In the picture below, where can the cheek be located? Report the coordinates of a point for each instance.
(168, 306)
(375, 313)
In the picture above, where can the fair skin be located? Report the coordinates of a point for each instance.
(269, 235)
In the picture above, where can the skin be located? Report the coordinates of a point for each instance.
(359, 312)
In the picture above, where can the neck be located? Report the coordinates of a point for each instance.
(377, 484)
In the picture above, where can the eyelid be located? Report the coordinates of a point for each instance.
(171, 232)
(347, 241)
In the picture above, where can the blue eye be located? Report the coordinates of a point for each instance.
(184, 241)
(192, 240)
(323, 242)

- Goal: Please arrange every line of the entries above as a Markdown table with the columns Row and Entry line, numbering the rows in order and leaving out blank lines.

- Result for this task:
| Row | Entry line |
|---|---|
| 1 | In the picture below, where can the cheek be located? Report the coordinates of a point for each instance. |
| 2 | (168, 306) |
| 3 | (375, 313) |
| 4 | In the picture above, where can the fair skin be located? Report the coordinates of a point for each instance. |
| 5 | (269, 235) |
| 6 | In the picture above, where can the skin be located? Report the coordinates of a point for each instance. |
| 7 | (359, 312) |
| 8 | In the picture above, where can the neck be located? Report the coordinates of a point for each instance. |
| 9 | (377, 484) |
| 10 | In the picture above, where can the eyelid be located? Report the coordinates of a point for each instance. |
| 11 | (171, 232) |
| 12 | (347, 241) |
| 13 | In the picture above, where can the blue eye be located? Report the coordinates of a point for each instance. |
| 14 | (184, 241) |
| 15 | (192, 240) |
| 16 | (323, 242) |